- _WHAT IS REQUIRED_: Count the lines of the material below that contain the string "ceiling", treating uppercase and lowercase as different. Give only the number.

[Some records]
--------

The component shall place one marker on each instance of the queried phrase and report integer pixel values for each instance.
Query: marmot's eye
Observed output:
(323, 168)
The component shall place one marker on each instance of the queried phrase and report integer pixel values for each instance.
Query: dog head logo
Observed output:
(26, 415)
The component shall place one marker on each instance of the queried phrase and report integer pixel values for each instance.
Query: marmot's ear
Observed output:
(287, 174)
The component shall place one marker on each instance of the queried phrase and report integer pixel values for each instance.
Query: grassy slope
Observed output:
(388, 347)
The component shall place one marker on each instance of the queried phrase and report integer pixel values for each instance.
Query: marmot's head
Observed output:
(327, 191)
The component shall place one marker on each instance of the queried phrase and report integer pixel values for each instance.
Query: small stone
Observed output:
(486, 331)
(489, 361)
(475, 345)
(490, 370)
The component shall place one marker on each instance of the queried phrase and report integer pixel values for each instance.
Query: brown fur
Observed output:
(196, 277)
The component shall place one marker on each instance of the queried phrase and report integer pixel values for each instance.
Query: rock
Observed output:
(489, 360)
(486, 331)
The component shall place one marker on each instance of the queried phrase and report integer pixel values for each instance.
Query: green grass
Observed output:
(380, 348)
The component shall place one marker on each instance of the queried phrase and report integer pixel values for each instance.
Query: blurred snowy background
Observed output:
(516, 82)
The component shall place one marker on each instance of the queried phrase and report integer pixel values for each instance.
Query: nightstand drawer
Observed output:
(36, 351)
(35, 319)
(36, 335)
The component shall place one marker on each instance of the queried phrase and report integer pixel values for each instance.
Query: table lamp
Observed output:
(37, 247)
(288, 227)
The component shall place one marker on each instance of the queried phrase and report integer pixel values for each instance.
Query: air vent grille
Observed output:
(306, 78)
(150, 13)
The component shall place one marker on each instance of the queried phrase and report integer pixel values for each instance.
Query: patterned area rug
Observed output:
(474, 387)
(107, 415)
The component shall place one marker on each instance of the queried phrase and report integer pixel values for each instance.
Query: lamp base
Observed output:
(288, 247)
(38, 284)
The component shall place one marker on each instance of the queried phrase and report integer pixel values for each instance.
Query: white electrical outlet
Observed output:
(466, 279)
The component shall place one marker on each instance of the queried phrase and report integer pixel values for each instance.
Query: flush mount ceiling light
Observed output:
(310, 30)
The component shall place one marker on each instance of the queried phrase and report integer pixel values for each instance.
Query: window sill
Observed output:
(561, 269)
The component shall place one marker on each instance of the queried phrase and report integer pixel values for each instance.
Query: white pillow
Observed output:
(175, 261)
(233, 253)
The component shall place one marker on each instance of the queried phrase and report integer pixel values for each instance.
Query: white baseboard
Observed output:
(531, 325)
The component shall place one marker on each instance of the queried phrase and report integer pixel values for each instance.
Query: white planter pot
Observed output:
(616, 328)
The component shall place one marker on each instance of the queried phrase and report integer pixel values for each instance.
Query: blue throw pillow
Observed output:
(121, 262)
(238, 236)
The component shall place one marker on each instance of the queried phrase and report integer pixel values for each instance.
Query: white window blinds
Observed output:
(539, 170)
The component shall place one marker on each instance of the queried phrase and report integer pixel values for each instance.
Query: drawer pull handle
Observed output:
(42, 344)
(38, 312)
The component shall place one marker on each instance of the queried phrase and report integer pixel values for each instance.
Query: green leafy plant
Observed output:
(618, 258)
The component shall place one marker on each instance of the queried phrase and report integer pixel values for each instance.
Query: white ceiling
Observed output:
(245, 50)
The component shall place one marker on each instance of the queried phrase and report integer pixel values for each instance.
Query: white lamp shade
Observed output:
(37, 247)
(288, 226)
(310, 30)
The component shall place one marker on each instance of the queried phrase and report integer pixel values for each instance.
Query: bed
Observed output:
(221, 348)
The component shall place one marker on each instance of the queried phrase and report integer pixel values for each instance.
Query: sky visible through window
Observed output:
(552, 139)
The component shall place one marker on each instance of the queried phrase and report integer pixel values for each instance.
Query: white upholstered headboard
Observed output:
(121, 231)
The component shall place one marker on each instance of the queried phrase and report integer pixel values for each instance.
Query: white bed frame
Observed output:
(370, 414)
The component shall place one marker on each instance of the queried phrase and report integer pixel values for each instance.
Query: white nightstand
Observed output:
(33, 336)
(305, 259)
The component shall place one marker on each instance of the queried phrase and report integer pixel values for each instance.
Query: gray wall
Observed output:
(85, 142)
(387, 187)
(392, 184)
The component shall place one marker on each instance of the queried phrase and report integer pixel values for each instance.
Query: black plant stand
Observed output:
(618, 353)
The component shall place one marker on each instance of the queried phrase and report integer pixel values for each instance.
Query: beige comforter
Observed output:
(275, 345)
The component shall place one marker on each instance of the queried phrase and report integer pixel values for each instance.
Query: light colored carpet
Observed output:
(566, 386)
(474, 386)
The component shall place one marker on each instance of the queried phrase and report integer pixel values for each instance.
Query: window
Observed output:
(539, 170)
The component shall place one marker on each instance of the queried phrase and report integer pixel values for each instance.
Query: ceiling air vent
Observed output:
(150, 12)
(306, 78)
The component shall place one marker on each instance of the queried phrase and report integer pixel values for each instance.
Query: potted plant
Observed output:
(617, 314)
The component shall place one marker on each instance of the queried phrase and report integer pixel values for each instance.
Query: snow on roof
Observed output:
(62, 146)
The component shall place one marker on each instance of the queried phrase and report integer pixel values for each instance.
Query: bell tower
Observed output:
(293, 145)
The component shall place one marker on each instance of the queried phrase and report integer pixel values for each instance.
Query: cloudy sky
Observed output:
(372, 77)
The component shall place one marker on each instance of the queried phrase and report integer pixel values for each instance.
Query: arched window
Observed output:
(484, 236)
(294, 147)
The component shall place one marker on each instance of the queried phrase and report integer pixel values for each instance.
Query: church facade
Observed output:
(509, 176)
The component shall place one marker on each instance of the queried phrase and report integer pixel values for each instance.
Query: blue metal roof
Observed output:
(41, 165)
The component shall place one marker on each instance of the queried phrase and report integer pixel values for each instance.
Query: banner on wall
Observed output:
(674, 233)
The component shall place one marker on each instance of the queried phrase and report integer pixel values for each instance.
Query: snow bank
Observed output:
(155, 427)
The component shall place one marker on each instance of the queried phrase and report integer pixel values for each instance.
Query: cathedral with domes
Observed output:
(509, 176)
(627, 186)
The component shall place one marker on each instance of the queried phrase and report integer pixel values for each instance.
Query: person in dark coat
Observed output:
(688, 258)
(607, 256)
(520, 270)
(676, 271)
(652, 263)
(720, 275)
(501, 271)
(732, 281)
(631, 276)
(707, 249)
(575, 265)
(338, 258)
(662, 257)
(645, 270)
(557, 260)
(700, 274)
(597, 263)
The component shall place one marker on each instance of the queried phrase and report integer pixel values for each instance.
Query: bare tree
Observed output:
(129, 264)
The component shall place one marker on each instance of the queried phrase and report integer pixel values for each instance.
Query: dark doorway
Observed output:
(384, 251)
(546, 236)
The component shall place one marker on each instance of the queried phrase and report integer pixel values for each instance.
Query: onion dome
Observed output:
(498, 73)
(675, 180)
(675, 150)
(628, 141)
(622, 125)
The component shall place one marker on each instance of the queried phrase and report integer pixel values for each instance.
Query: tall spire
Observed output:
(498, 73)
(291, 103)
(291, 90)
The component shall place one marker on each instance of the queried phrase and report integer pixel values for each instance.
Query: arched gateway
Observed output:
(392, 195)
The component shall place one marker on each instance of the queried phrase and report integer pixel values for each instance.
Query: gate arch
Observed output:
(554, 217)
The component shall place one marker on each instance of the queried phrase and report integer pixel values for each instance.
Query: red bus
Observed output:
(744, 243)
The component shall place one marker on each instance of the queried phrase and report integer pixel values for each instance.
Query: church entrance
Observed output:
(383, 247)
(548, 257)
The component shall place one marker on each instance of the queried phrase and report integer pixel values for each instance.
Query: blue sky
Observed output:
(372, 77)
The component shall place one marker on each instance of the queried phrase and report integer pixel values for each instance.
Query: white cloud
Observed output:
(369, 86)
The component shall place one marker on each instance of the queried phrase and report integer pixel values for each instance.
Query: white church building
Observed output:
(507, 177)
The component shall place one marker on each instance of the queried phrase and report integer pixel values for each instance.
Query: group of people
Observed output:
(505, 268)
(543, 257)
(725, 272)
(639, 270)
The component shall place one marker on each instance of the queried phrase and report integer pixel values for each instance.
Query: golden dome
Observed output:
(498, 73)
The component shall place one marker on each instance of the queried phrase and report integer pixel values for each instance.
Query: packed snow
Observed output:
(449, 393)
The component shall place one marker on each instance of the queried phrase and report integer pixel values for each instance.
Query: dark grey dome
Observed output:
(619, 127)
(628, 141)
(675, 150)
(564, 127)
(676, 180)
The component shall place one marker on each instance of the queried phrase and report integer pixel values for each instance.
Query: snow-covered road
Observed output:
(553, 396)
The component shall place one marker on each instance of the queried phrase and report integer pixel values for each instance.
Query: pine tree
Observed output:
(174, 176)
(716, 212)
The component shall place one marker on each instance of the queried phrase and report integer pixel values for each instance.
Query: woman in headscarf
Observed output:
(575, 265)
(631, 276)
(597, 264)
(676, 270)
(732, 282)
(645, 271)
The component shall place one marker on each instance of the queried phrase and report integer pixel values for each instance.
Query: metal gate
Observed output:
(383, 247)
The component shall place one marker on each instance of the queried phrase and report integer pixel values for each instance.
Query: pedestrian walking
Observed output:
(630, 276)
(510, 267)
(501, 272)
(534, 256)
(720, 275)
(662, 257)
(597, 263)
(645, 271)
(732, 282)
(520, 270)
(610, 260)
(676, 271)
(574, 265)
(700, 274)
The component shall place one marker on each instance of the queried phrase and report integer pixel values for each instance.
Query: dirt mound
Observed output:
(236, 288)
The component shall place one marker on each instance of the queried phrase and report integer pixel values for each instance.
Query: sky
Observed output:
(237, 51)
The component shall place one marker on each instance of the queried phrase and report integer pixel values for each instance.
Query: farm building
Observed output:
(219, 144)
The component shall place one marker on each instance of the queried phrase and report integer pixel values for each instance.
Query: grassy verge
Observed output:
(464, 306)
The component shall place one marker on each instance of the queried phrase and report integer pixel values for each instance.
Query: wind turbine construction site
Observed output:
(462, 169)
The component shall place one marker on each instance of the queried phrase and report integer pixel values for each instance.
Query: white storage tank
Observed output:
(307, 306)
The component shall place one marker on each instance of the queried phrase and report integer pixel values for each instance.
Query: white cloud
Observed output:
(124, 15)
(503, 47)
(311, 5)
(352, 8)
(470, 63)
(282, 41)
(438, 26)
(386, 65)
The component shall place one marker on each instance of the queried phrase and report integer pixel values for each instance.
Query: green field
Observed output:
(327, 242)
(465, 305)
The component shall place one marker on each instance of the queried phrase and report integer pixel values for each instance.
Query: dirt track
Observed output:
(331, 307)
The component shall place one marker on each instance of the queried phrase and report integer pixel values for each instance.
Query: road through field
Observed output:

--------

- _OUTPUT FOR THIS TASK_: 3